• **Excerpted text**

Roadside America Indoor Miniature Village (Gone)

Field review by the editors.

Shartlesville, Pennsylvania

The hazy claims of Roadside America's billboards ("You Have to See It!") have been luring travelers since 1941. It is not until you arrive, passing an incongruously large fiberglass Amish couple, that you know the attraction is actually a miniature village representing small-town America. The late Laurence T. Gieringer crafted the tiny town his entire life -- as a lad, he thought that far-off structures were actually small and not just distant.

A corner of Gieringer's layout.
A corner of Gieringer's layout.

Roadside America is laid out in one big room, nearly 8,000 square feet of running trains, hand-built buildings, and tiny people, with walkways around the perimeter. There are lots of buttons to push to get mechanical things to work, trains to move, or lights to blink. The overhead observation deck is for parents, and has its own set of buttons. Tip: If you spot a particularly bratty kid, you can drive him crazy by shadowing him from above and pushing all the buttons first.

• **Data shown**
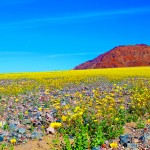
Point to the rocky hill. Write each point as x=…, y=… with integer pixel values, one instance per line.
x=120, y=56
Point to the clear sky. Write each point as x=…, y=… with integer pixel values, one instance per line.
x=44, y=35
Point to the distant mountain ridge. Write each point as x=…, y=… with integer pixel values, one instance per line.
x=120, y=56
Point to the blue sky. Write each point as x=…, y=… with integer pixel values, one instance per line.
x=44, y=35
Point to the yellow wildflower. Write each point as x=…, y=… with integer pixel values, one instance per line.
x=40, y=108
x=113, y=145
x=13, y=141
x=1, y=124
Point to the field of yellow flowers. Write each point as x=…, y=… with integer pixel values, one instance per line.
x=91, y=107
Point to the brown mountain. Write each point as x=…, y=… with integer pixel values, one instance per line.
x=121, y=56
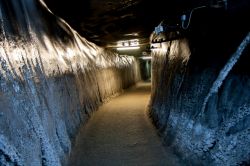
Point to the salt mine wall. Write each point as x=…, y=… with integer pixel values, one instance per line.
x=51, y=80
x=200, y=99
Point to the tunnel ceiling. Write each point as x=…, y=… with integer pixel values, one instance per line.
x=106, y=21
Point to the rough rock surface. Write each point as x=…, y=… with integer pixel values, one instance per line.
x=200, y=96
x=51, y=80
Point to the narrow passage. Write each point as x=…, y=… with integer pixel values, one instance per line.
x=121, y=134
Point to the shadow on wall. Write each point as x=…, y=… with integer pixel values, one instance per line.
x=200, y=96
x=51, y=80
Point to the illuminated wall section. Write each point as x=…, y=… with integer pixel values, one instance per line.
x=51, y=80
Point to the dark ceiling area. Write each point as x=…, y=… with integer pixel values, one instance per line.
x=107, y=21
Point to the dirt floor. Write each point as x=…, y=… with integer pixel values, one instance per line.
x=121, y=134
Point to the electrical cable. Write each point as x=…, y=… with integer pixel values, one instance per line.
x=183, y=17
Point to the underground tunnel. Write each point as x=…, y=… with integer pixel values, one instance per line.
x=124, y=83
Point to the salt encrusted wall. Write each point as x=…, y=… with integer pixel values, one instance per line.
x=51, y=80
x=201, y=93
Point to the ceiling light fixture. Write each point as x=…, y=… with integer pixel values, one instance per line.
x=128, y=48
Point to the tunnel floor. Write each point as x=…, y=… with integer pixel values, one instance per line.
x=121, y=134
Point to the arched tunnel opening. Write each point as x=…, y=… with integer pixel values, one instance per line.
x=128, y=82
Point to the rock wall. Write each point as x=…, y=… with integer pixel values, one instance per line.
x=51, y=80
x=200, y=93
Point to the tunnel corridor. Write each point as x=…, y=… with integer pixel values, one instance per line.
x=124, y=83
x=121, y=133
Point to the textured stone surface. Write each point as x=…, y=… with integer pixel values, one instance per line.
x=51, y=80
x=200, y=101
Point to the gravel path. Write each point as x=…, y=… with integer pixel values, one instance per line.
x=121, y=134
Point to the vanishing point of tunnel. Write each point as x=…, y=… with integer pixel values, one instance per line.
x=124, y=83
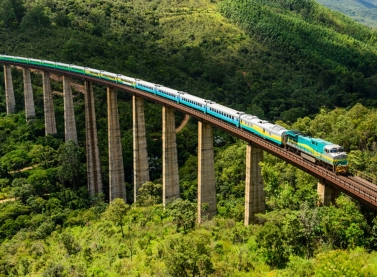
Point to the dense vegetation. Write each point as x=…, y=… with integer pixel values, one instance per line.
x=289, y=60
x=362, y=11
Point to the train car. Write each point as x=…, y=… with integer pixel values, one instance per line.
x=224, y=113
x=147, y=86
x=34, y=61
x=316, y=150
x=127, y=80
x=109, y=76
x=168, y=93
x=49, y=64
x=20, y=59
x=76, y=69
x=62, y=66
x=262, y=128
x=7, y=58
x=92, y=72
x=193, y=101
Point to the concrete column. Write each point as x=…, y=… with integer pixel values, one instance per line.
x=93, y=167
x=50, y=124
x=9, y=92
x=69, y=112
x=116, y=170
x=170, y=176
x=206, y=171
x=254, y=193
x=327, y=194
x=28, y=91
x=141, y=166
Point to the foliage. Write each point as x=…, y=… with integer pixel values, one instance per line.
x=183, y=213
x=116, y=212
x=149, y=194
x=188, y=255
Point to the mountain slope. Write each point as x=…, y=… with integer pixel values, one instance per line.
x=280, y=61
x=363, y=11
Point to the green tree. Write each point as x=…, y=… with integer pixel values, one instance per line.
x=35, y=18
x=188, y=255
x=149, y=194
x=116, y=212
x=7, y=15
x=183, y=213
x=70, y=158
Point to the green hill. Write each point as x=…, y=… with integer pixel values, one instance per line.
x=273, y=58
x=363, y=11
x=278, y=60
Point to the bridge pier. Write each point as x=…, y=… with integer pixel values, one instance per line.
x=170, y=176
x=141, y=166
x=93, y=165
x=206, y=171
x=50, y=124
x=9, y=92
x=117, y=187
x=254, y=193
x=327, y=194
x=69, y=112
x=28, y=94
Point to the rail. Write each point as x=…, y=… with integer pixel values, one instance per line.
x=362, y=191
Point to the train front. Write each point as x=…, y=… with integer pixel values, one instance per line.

• **Parts of the exercise**
1: Using the Roadside America review, list each thing that the buttons can make happen.
2: Reproduce the Roadside America review word for word, from "The hazy claims" up to and including "not just distant.".

• **Results for the exercise**
1:
- Mechanical things work
- Trains move
- Lights blink

2:
The hazy claims of Roadside America's billboards ("You Have to See It!") have been luring travelers since 1941. It is not until you arrive, passing an incongruously large fiberglass Amish couple, that you know the attraction is actually a miniature village representing small-town America. The late Laurence T. Gieringer crafted the tiny town his entire life -- as a lad, he thought that far-off structures were actually small and not just distant.